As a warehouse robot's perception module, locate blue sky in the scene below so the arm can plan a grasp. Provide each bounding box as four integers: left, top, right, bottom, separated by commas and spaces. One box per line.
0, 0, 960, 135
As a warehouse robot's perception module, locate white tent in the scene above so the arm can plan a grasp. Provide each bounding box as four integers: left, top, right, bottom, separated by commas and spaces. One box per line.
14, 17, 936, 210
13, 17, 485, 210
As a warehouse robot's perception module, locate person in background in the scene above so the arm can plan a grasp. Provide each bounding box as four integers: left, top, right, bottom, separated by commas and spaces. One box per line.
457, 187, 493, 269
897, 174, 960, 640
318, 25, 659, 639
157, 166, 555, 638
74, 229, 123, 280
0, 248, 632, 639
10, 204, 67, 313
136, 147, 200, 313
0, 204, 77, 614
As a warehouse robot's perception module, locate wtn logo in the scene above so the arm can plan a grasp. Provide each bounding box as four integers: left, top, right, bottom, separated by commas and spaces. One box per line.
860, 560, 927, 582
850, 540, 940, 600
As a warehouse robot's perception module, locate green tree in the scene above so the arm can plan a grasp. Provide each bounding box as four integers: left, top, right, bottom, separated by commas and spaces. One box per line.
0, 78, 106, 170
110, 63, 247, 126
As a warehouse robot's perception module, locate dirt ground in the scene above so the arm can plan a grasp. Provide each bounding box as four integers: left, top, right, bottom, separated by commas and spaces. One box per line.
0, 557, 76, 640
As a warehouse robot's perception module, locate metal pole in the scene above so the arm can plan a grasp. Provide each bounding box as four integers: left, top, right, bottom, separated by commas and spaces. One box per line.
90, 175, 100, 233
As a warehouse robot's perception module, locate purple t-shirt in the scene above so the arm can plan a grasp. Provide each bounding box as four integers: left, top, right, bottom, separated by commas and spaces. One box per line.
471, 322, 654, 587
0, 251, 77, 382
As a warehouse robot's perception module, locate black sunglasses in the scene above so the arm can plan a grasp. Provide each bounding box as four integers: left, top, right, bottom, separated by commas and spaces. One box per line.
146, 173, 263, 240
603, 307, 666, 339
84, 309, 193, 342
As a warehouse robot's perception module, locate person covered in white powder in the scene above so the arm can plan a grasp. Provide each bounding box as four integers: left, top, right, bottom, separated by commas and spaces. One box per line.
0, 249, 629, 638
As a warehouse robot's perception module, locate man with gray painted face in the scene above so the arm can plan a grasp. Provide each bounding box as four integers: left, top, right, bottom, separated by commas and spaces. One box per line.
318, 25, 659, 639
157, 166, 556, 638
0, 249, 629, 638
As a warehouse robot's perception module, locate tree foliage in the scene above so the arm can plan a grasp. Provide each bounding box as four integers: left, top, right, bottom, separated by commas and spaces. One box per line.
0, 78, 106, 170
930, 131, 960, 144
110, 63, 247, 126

Directions => Update the rows above by replacing "perception module" with "vision system" wherever it occurs, and reproduce every row with all other text left unchanged.

Response to this exercise =>
As a warehouse robot's vision system, locate blue sky in the scene below so the arm can plan a grasp. Provide each bounding box as four integers: left, top, right, bottom, separated by commas and spaces. One box per line.
0, 0, 960, 135
As a warehouse robot's vision system, locate white tent in the scene above so the arm can plan a grasp. Provide each bounding box as four integers: left, top, right, bottom, separated by commas and spaces. One box per line.
14, 17, 936, 210
13, 17, 485, 210
As a warehouse robot's vision system, locate person in background in the scene above so the arm can plan a grasp. Provide each bounding box as four integers: left, top, right, bottom, separated by commas and spaces. One box per line.
457, 187, 493, 269
897, 174, 960, 640
318, 25, 659, 639
157, 166, 555, 638
74, 229, 123, 280
0, 248, 632, 639
10, 204, 67, 313
136, 147, 200, 313
0, 204, 77, 614
As a warehouse robot's vision system, locate wtn logo in the scene above so the arm can plan a grasp. Provide each bounding box as four integers: left, top, right, bottom, separated by commas and spaces. One box per line.
860, 560, 927, 582
850, 540, 940, 600
As a warehouse robot's vision system, locate green tree in the scene above so the arm can plan a grasp. Provide each bounding box as four integers: left, top, right, bottom, separated by commas and spaces. One box per line.
0, 78, 106, 170
110, 63, 247, 126
As a warehouse robot's vision system, locate dirt ground in the scene above so the arm can plan a grasp. Provide each bounding box as four integers: left, top, right, bottom, separated by commas and spaces. One box per line.
0, 557, 76, 640
As a warehouse robot's vision system, locate metal pole in the scene above so the arm can plan a grasp. Provide each bounding box as four integers: left, top, right, bottom, separated by commas and spaces. One box per line.
90, 175, 100, 233
As a warehouse robot's vision system, locate purple t-shirt in the scene above so the arm can plan a grasp. Provide each bounding box as four integers: left, top, right, bottom, separated by commas and spaces. One box per line.
471, 322, 654, 587
0, 251, 77, 382
As a warehouse robot's vision system, locate black sunglasses in the scene above so the arm can plan a grasp. Provide each bounding box as four integers: left, top, right, bottom, separated by commas and spaces. One box per line.
146, 173, 263, 240
603, 307, 666, 339
84, 309, 193, 342
As a warehouse robot's vision system, locate person covered in white powder in the scene above so the arm can plan a grasp. Provide each bounding box as four integers: left, top, right, bottom, separated by commas and spaces. One box per line.
0, 249, 629, 638
As a warehouse robot's vision system, locate man with gray painted face in the scene above so the arm can plan a grasp. Provide each bounding box as four integers: left, top, right, bottom, separated by commas and spaces. One box per line.
318, 25, 659, 639
157, 166, 556, 638
0, 249, 629, 638
As a warehouse robot's vision system, locate tree foliage in the scene above so the arm can plan a grasp. Provide each bounding box as four integers: left, top, right, bottom, separated by commas and spaces. One box per line.
0, 78, 106, 170
930, 131, 960, 144
110, 63, 247, 126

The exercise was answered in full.